GOAL — Return every line in the records below that contains the word "water", copying each such line in full.

::::::

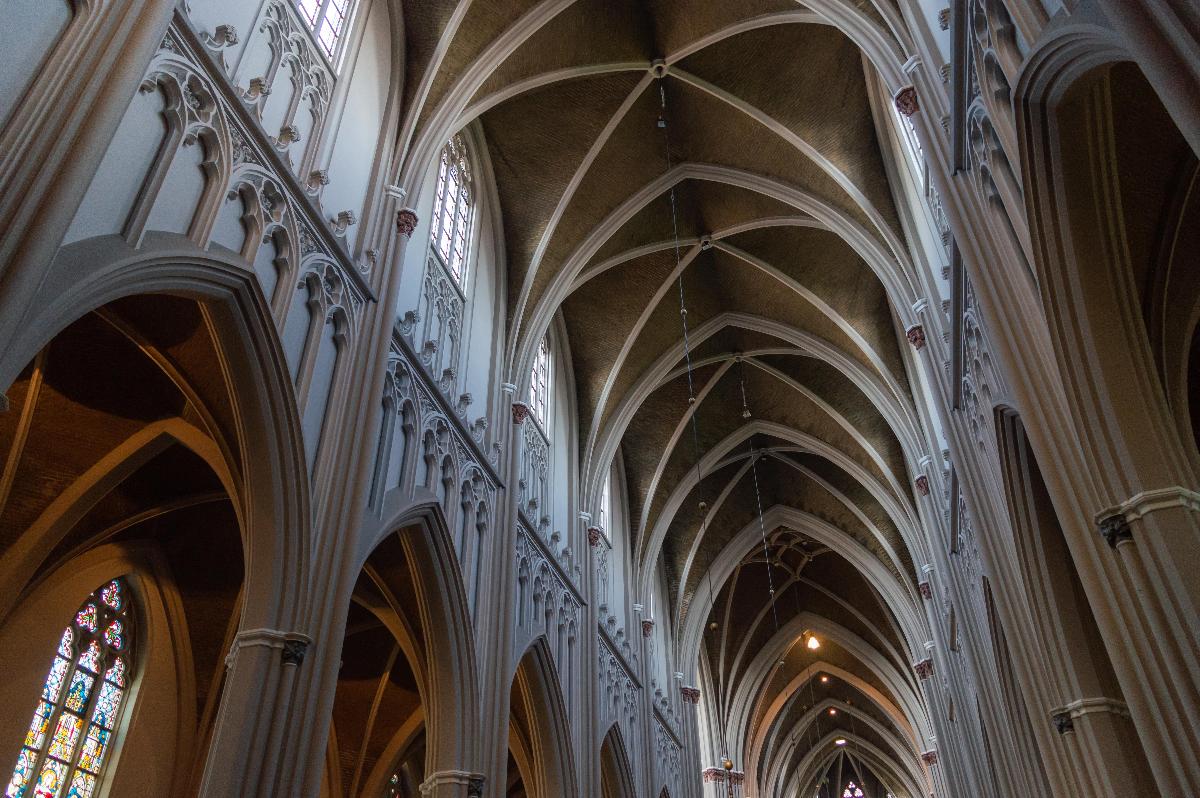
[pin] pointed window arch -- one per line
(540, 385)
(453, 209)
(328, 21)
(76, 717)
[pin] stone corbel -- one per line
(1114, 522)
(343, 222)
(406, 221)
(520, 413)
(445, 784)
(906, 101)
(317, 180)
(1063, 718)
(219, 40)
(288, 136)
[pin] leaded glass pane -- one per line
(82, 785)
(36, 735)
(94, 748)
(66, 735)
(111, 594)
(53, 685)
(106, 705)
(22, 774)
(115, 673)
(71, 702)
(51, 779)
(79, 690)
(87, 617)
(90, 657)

::::::

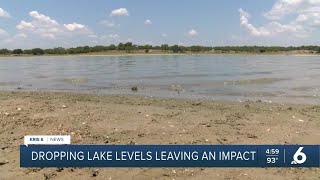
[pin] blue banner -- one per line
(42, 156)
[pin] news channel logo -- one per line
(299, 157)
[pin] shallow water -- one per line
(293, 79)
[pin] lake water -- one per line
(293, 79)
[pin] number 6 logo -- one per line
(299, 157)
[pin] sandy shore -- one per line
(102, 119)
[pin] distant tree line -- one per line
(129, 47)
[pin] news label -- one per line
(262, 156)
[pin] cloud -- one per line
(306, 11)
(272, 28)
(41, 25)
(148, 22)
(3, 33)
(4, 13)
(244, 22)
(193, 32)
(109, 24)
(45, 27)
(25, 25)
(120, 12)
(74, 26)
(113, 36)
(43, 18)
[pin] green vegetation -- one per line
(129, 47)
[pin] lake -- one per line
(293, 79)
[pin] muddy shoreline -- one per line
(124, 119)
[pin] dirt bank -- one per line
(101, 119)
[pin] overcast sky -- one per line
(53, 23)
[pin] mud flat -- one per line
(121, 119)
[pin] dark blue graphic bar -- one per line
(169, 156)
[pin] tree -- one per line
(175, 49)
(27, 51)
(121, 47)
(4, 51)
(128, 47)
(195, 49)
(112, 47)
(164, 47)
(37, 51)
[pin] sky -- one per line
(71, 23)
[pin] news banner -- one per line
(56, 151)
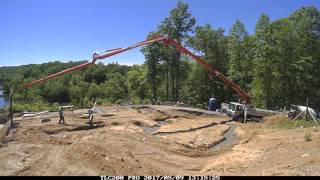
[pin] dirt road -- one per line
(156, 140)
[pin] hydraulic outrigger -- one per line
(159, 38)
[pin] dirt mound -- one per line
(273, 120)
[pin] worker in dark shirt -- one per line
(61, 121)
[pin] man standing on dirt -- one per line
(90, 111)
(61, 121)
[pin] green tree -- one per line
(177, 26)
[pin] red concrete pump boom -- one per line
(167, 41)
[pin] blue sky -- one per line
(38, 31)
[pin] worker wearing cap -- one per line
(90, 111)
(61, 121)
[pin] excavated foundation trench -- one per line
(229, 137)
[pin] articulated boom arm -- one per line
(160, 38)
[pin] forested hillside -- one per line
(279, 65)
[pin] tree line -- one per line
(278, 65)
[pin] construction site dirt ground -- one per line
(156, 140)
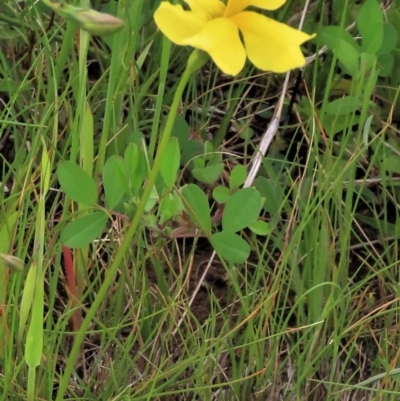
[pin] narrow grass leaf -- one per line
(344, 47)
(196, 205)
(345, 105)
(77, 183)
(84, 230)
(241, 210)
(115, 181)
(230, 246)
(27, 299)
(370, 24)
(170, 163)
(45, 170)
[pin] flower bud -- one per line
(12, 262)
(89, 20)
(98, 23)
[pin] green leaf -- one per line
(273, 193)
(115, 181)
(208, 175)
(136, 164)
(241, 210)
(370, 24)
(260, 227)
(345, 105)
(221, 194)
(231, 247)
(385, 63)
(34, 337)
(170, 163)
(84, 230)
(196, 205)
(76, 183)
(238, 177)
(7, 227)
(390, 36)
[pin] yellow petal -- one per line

::::::

THE RESPONSE —
[pin] shallow water -- one per line
[pin] lake water -- one per line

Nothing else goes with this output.